((
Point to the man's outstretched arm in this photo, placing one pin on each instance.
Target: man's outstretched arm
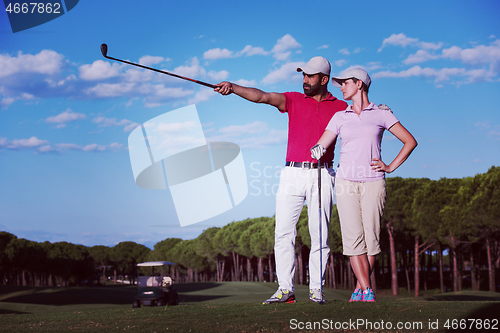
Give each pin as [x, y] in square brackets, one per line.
[252, 94]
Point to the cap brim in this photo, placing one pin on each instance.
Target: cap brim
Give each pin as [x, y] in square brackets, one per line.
[337, 81]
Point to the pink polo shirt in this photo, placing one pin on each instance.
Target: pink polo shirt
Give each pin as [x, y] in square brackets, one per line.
[360, 137]
[307, 121]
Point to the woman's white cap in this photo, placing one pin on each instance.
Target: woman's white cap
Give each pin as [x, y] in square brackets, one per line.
[357, 73]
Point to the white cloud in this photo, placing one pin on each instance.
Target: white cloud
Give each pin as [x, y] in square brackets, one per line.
[99, 70]
[110, 122]
[246, 83]
[32, 142]
[218, 76]
[46, 62]
[252, 50]
[217, 53]
[420, 56]
[202, 96]
[111, 89]
[151, 60]
[191, 70]
[398, 40]
[249, 50]
[287, 72]
[65, 117]
[344, 51]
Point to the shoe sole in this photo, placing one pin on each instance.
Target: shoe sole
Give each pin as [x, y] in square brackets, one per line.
[288, 301]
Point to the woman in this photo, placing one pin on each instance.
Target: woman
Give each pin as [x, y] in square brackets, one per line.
[360, 179]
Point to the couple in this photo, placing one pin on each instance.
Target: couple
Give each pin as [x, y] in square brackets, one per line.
[316, 118]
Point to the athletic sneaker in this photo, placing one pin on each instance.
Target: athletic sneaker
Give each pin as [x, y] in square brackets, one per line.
[281, 296]
[316, 296]
[357, 296]
[368, 295]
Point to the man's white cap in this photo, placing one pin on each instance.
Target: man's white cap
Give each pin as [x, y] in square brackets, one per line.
[316, 65]
[357, 73]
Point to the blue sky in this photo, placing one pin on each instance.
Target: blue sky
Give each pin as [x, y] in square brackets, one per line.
[66, 112]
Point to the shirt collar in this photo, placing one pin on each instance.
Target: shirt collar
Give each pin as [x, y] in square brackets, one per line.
[370, 107]
[329, 97]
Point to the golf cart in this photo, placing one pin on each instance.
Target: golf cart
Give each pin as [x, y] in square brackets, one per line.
[155, 290]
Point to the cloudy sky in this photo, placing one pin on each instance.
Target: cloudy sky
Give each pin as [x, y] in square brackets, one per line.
[66, 112]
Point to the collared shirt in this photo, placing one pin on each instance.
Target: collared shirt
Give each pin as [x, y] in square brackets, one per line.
[307, 122]
[361, 137]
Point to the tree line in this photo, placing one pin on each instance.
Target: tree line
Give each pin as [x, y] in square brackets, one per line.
[435, 234]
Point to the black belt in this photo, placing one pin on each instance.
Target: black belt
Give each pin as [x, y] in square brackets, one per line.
[307, 165]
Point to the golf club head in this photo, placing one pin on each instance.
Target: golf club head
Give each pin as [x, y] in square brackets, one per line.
[104, 50]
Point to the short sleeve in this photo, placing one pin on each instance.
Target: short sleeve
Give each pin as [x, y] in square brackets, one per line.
[389, 119]
[334, 124]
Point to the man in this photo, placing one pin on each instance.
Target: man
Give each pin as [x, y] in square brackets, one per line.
[308, 114]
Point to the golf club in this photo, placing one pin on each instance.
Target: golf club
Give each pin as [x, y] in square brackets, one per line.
[104, 51]
[322, 302]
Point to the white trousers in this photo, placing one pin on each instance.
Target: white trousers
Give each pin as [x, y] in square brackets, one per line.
[296, 186]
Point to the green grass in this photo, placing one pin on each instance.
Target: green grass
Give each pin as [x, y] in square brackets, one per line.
[235, 307]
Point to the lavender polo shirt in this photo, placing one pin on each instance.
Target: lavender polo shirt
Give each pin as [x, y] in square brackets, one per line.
[360, 137]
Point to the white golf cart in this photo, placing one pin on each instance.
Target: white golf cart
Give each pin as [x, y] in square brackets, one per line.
[156, 289]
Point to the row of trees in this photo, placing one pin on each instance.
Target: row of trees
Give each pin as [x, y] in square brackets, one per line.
[440, 233]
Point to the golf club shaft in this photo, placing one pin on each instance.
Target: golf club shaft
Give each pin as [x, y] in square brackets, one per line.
[320, 231]
[104, 50]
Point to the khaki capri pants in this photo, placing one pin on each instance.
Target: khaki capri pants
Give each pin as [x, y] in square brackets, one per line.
[360, 206]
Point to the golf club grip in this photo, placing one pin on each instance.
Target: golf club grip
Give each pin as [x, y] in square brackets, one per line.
[163, 72]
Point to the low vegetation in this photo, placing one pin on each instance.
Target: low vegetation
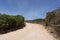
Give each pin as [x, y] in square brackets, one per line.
[10, 23]
[53, 20]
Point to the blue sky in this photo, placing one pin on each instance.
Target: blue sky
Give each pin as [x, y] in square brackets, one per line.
[30, 9]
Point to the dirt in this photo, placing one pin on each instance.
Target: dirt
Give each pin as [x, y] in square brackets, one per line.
[30, 32]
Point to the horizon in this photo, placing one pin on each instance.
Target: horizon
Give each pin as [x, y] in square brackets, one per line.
[30, 9]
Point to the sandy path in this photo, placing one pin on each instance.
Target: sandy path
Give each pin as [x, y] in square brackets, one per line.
[30, 32]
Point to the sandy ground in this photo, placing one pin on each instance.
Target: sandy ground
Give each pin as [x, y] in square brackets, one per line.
[30, 32]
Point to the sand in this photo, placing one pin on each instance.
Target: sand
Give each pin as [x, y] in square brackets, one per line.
[30, 32]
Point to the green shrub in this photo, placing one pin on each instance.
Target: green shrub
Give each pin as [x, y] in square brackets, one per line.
[8, 22]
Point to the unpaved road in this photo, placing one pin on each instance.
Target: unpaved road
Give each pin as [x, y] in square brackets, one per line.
[30, 32]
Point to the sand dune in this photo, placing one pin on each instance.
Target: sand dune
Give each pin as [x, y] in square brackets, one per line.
[30, 32]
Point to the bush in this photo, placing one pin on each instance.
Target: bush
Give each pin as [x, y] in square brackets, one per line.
[8, 22]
))
If a record contains a picture, leave the picture out and return everything else exactly.

# [Answer for the task]
Point to the man's outstretched arm in this photo, placing one pin on each instance.
Target: man's outstretched arm
Give each pin as [x, y] in square brackets, one per line.
[252, 94]
Point to the cap brim in this photo, placing one pin on each instance.
Target: cap brim
Give each pin as [x, y] in square brackets, one per line.
[337, 81]
Point to the pink polo shirt in this photo, placing one pin on each instance.
Target: pink polo shirt
Give each pin as [x, y] in square brackets, one per line.
[360, 137]
[307, 121]
Point to the woman's white cap in this photo, placing one pin on each instance.
Target: woman's white cap
Give each pin as [x, y] in square brackets, one per line.
[357, 73]
Point to the white cloud in this photo, placing one pin on each instance.
Target: white cloud
Give each pin as [x, y] in square brackets, one per line.
[99, 70]
[110, 122]
[246, 83]
[32, 142]
[218, 76]
[46, 62]
[252, 50]
[217, 53]
[420, 56]
[202, 96]
[111, 89]
[151, 60]
[191, 70]
[398, 40]
[249, 50]
[287, 72]
[65, 117]
[344, 51]
Point to the shoe sole in this photo, placing one pin on each instance.
Target: shoe sole
Give each pin as [x, y] in square brackets, one per line.
[288, 301]
Point to the woman in this photo, placing one pin on each instance.
Target: woman
Give each pin as [x, y] in square brackets, one per line.
[360, 179]
Point to the couple in this photo, placing one pin on each instance.
Target: couple
Give each pin as [x, y] in square brackets, one per line.
[316, 118]
Point to the athletic sneaker in this photo, placing one pin on each instance.
Target: athletic sneaker
Give each pin as [x, y] in square brackets, one per line.
[281, 296]
[316, 296]
[357, 296]
[368, 295]
Point to the man's white cap in this photo, placing one pin on each instance.
Target: man's white cap
Give each pin as [x, y] in square brackets, one per line.
[316, 65]
[357, 73]
Point to the blue sky in this photo, placing one pin on each instance.
Target: blue sky
Give each pin as [x, y] in square brackets, one per line.
[66, 112]
Point to the shirt collar in this photo, placing one pin on each instance.
Target: shirt collar
Give each pin as [x, y] in square brackets, one per line.
[370, 107]
[329, 97]
Point to the golf cart in this photo, placing one pin on each instance.
Target: golf cart
Give each pin as [x, y] in square brackets, one per line.
[155, 290]
Point to the cloudy sky in this photo, placing one pin on each instance.
Target: cloudy sky
Give each pin as [x, y] in square brackets, one per line.
[66, 112]
Point to the collared shirt in this photo, placing one pin on each instance.
Target: collared shirt
Give each pin as [x, y] in square brackets, one per line.
[307, 122]
[361, 137]
Point to the tree line in this photo, placing one pin on each instance.
Target: tree line
Give each pin as [x, y] in square brackets, one per line.
[435, 234]
Point to the black belt in this photo, placing one pin on each instance.
Target: black belt
Give each pin as [x, y] in square brackets, one per line.
[307, 165]
Point to the golf club head in this photo, placing one pin on each instance.
Target: golf club head
Give each pin as [x, y] in square brackets, one per line.
[104, 50]
Point to the short sleeve in this photo, placing one pin on each instance.
Target: short sleeve
Give each pin as [x, y] in square brackets, one per line.
[389, 119]
[334, 124]
Point to the man in this photo, placing one pin on each instance.
Target: man
Give each pin as [x, y] in square brackets, one per line.
[308, 114]
Point to the golf club in this photo, placing one pin on each instance.
Target: golf club
Give each pin as [x, y] in square brackets, one per line.
[104, 51]
[322, 302]
Point to the white trousers in this photo, placing one pin on each instance.
Target: white trousers
Give each pin as [x, y] in square brackets, one per line.
[296, 186]
Point to the green grass in this photo, placing one pin on each instance.
Target: green grass
Give each pin as [x, y] in square brackets, one per line.
[235, 307]
Point to the lavender polo shirt in this photo, placing one pin on each instance.
Target: lavender polo shirt
Give each pin as [x, y] in square brackets, one per line.
[360, 137]
Point to the white golf cart in this photo, placing one pin on each instance.
Target: white golf cart
Give each pin as [x, y] in square brackets, one per line.
[156, 289]
Point to the row of trees in this photo, placing one pin on each instance.
Target: row of trees
Give each pin as [x, y] in square brackets, one per line.
[440, 233]
Point to the golf club shaft in this photo, placing one pin on each instance.
Target: golf club shaft
Give each pin as [x, y] in square brackets, one per line.
[320, 231]
[104, 50]
Point to the khaki capri pants in this photo, placing one pin on each instance.
Target: khaki capri pants
Give each pin as [x, y] in square brackets, one per line.
[360, 206]
Point to the golf club grip in this photo, placing one pin on each instance.
Target: golf club grip
Give each pin as [x, y] in square brackets, one per line.
[163, 72]
Point to the low vegetation in this photo, placing one pin on each instance.
Target: low vegetation
Give each pin as [x, y] in square brackets, one per line.
[10, 23]
[53, 20]
Point to the blue sky in this photo, placing one pin on each instance.
Target: blue sky
Give each pin as [x, y] in square brackets, one per line.
[30, 9]
Point to the dirt in this photo, placing one pin on each instance.
Target: dirt
Give each pin as [x, y] in square brackets, one per line.
[30, 32]
Point to the horizon in this photo, placing one pin on each instance.
Target: horizon
Give each pin as [x, y] in square brackets, one per line.
[30, 9]
Point to the sandy path in this photo, placing one pin on each instance.
Target: sandy path
Give each pin as [x, y] in square brackets, one per line.
[30, 32]
Point to the sandy ground in this photo, placing one pin on each instance.
Target: sandy ground
Give each pin as [x, y] in square brackets, one per line.
[30, 32]
Point to the sand in this photo, placing one pin on each instance.
Target: sand
Give each pin as [x, y] in square brackets, one per line.
[30, 32]
Point to the green shrub in this photo, placing one pin on each instance.
Target: green shrub
Give each pin as [x, y] in square brackets, one per line.
[8, 22]
Point to the unpaved road in this photo, placing one pin on each instance.
Target: unpaved road
Give each pin as [x, y] in square brackets, one per line.
[30, 32]
Point to the sand dune in this photo, placing one pin on each instance.
Target: sand dune
Give each pin as [x, y] in square brackets, one per line.
[30, 32]
Point to the bush in this photo, placing one pin on each instance.
Target: bush
Give each pin as [x, y] in square brackets, one per line.
[8, 22]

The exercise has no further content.